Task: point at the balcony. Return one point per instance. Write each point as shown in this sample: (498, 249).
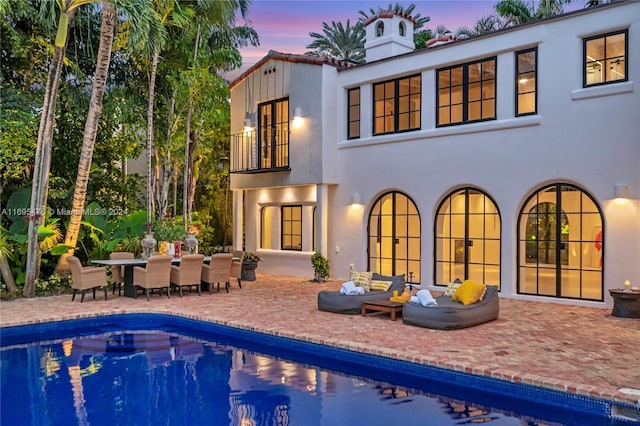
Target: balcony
(248, 155)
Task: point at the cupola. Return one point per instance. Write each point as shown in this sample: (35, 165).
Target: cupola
(388, 34)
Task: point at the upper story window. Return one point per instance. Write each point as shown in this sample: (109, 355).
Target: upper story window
(273, 134)
(467, 93)
(291, 228)
(526, 81)
(396, 105)
(353, 113)
(605, 58)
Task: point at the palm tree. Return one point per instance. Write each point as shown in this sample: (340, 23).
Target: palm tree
(518, 12)
(345, 43)
(42, 163)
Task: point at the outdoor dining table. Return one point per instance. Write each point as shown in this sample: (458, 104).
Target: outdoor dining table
(128, 264)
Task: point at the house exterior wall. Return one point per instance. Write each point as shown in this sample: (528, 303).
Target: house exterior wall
(589, 137)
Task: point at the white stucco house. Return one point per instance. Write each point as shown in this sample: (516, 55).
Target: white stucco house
(511, 158)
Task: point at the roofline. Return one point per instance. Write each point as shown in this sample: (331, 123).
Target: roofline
(494, 33)
(295, 58)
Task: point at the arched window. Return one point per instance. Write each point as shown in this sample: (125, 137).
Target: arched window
(467, 238)
(394, 236)
(561, 244)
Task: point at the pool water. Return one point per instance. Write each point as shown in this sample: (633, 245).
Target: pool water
(150, 370)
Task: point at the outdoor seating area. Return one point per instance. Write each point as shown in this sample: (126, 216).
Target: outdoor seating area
(159, 273)
(531, 342)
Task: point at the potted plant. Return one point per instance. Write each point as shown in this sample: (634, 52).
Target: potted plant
(249, 265)
(320, 266)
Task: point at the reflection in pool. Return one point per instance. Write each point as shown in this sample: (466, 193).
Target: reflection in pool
(152, 369)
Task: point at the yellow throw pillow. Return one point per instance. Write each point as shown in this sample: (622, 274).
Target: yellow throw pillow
(451, 288)
(362, 279)
(469, 292)
(380, 285)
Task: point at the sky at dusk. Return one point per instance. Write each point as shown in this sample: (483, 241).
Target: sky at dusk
(284, 25)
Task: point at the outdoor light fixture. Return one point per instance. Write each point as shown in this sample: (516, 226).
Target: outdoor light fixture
(621, 190)
(248, 121)
(297, 117)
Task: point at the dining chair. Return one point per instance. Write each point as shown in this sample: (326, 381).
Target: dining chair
(188, 273)
(156, 275)
(236, 266)
(117, 272)
(217, 271)
(85, 278)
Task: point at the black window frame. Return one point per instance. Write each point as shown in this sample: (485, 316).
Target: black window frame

__BRIEF__. Work through the records line by line, and once you reach the final line, report only how many held "black".

__EXERCISE RESULT__. 2